» Leestekst:
────────
ECLI:NL:RBMAA:2008:BE9595

Rechtbank Maastricht

Datum uitspraak
13 augustus 2008
Publicatiedatum
5 april 2013
Zaaknummer
123316 / HA ZA 07-923
Instantie
Rechtbank Maastricht
Type
Uitspraak
Rechtsgebied
Civiel recht
Procedures
  • Eerste aanleg - enkelvoudig
Vindplaatsen
  • Rechtspraak.nl
AI samenvatting door LexboostAutomatisch gegenereerd

Vordering tot schadevergoeding en subrogatie door verzekeraar na afwijzing door strafrechter

In deze zaak heeft de rechtbank Maastricht op 13 augustus 2008 uitspraak gedaan in een civiele procedure tussen de naamloze vennootschap Nationale-Nederlanden Schadeverzekeringsmaatschappij N.V. (hierna: Nationale Nederlanden) en de gedaagden, [Naam gedaagde sub 1] en [Naam gedaagde sub 2]. Nationale Nederlanden vorderde een schadevergoeding van de gedaagden, die eerder door de kinderrechter waren veroordeeld voor het plegen van een onrechtmatige daad, te weten het ingooien van ramen. De schade was door Nationale Nederlanden vergoed aan de benadeelde partij, die zich in het strafproces had gevoegd, maar wiens vordering door de strafrechter was afgewezen. De rechtbank moest oordelen of Nationale Nederlanden, als verzekeraar, gesubrogeerd was in de rechten van de benadeelde partij en of zij de gedaagden kon aanspreken voor de schadevergoeding.
────────
» Opdrachten:
a. Noem alle rechterlijke instanties en rechters die in de uitspraak over de ingegooide ramen voorkomen.
b. Schrijf de uitspraak over de ingegooide ramen alsjeblieft verder, aansluitend op de laatste zin.
Deze data zijn afkomstig uit een andere bron.

» Fragment uit data:
────────
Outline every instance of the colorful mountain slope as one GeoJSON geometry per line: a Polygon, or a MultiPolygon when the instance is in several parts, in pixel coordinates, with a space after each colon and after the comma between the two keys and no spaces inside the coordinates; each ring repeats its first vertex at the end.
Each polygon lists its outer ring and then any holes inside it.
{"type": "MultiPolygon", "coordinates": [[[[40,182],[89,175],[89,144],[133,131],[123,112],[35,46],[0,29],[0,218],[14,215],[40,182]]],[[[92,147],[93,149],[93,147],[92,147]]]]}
────────
» Antwoorden:
a. rechtbank Maastricht, kinderrechter, strafrechter

b.
De rechtbank overwoog dat de vordering van de benadeelde partij, die door de strafrechter was afgewezen, niet opnieuw voorgelegd kon worden aan de burgerlijke rechter. Dit was in lijn met de parlementaire geschiedenis, waarin werd gesteld dat een dergelijke herkansing niet past in het systeem van het rechtsstelsel. Aangezien de benadeelde partij niet meer bevoegd was om de schadevergoeding te vorderen, kon Nationale Nederlanden dat ook niet. De rechtbank verklaarde Nationale Nederlanden niet-ontvankelijk in haar vordering, wat betekende dat de verzekeraar geen aanspraak kon maken op de schadevergoeding van de gedaagden.

Daarnaast werd Nationale Nederlanden veroordeeld in de proceskosten van de gedaagden, aangezien zij in het ongelijk was gesteld. De kosten aan de zijde van de niet verschenen gedaagde [Gedaagde sub 2] werden begroot op nihil. De uitspraak benadrukt de beperkingen van subrogatie in gevallen waar de oorspronkelijke vordering door de strafrechter is afgewezen, en bevestigt de rechtszekerheid voor gedaagden in dergelijke situaties.

Uitspraak

RECHTBANK MAASTRICHT
Sector Civiel
Datum uitspraak : 13 augustus 2008
Zaaknummer : 123316 / HA ZA 07-923
De enkelvoudige kamer, belast met de behandeling van burgerlijke zaken, heeft het navolgende vonnis gewezen
inzake
de naamloze vennootschap NATIONALE-NEDERLANDEN SCHADEVERZEKERINGS MAATSCHAPPIJ N.V.,
gevestigd en zaakdoende te 's-Gravenhage,
eiseres,
procureur mr. J.A.M.G. Vogels;
tegen:
[Naam gedaagde sub 1],
wonende te [woonplaats],
gedaagde sub 1,
procureur mr. I.J.M. Gelissen (toevoeging);
[Naam gedaagde sub 2],
wonende te [woonplaats],
gedaagde sub 2,
geen procureur gesteld hebbende.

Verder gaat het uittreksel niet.